_Task brief_
Write out the entries again. Match each one exactly.

_Source data_
+ + + +

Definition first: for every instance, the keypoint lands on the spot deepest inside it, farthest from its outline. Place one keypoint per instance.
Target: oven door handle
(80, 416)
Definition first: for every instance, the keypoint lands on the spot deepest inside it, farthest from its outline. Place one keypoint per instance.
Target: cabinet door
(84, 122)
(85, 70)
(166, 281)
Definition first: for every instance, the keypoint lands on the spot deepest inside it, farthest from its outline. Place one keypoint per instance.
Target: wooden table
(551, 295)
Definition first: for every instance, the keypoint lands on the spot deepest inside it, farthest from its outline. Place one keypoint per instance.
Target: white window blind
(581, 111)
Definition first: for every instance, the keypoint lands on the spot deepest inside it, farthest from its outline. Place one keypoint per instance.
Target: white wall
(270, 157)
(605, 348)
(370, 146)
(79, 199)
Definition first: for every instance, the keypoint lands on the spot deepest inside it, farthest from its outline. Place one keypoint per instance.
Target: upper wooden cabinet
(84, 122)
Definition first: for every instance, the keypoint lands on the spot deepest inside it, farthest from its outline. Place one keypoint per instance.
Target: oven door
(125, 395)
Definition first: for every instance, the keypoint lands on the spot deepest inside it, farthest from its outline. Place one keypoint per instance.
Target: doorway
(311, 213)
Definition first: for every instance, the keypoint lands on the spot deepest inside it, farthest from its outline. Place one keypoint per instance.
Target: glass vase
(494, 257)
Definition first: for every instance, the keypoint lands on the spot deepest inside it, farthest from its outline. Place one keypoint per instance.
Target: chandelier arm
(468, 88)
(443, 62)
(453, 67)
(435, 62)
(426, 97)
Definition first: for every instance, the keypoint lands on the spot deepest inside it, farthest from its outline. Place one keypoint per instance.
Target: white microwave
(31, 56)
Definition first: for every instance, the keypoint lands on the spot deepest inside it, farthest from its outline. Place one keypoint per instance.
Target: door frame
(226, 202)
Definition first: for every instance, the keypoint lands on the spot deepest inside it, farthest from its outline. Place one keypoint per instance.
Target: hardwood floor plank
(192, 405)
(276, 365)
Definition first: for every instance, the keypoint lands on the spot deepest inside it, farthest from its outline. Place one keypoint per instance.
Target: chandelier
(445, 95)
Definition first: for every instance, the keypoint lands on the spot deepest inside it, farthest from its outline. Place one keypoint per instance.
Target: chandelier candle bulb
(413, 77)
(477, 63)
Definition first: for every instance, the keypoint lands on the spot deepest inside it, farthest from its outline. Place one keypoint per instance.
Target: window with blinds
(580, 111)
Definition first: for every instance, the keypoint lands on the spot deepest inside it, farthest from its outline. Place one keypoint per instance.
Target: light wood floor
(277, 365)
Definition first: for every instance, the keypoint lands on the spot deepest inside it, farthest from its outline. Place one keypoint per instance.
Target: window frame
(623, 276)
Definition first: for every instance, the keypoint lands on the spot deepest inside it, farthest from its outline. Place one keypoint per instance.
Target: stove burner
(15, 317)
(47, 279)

+ + + +

_Answer for this exercise_
Definition first: for every instance, the keypoint lands on the spot deepest inside it, farthest from its outline. Place one keypoint per instance.
Target: oven door handle
(80, 416)
Definition first: for every instance, the keypoint lands on the spot deepest inside it, farthest from its outline. Place one keypoint per instance.
Target: cabinet door
(84, 122)
(85, 70)
(166, 281)
Definition first: for every instance, the keypoint lands on the spot deepest inside it, farthest from its outline. Place one keypoint per instance.
Target: wooden table
(551, 295)
Definition first: for every instance, the keypoint lands on the spot deepest inside it, farthest from its outline. Place one keypoint per instance.
Target: white window blind
(581, 111)
Definition first: for every instance, the keypoint lands on the spot deepest inside it, farthest from its outline. Place one keypoint per instance.
Target: white wall
(270, 157)
(605, 348)
(370, 146)
(79, 199)
Definition first: for every instance, the keypoint lands on the spot deepest inside it, farthest from its outline. Place one keypoint per instance.
Target: upper wooden cabinet
(84, 122)
Definition first: for every instance, the keypoint lands on the spot deepest inside it, farthest from its outline. Place one keypoint per instance.
Target: oven door
(125, 395)
Definition first: for every instance, the keypoint lands on the spot deepest inside it, farthest from its outline. Place one keypoint per instance.
Target: doorway
(311, 213)
Definition first: for every instance, the keypoint lands on the spot deepest inside it, farthest from its outline. Place one keypoint per instance.
Target: glass vase
(494, 257)
Definition first: for every instance, the keypoint lands on the spot deepest inside it, farthest from its outline. Place one keypoint per instance.
Target: chandelier arm
(468, 88)
(443, 62)
(453, 67)
(435, 62)
(426, 97)
Definition first: for every instance, the keypoint lands on the spot deepest inside it, farthest from its outline. Place one keypoint per instance.
Target: white microwave
(31, 56)
Definition first: for every instance, the keypoint lands on the spot deepest inside it, farthest from its outline. Place one keypoint per instance.
Target: door frame
(226, 202)
Definition first: for every instance, the keypoint lands on the spot deepest inside it, farthest from its outline. Place one keypoint per instance.
Target: hardwood floor plank
(192, 405)
(276, 365)
Definition first: for every instance, the keypoint lands on the spot deepest inside it, farthest from its outline. Place one keypoint per instance.
Target: chandelier
(445, 95)
Definition first: for every instance, the keypoint lands on the spot deepest inside it, farthest from its outline. Place one keypoint per instance.
Target: chandelier candle bulb
(413, 77)
(477, 63)
Definition first: for every instance, the keypoint lands on the spot deepest inside it, farthest from its outline. Place one keypoint per instance.
Target: window with blinds
(580, 111)
Definition first: for every instance, the keypoint lands on the spot deepest inside it, farthest from its outline. Place one keypoint per instance.
Target: light wood floor
(277, 365)
Definition first: for every instance, the keypoint lands on the spot deepest inside it, farthest from its outline. Place one keypoint per instance.
Target: window frame
(623, 276)
Definition first: for every instance, the keypoint lands on the spot deepest inside it, farthest from its outline. Place one keypoint per instance.
Target: stove burner
(15, 317)
(47, 279)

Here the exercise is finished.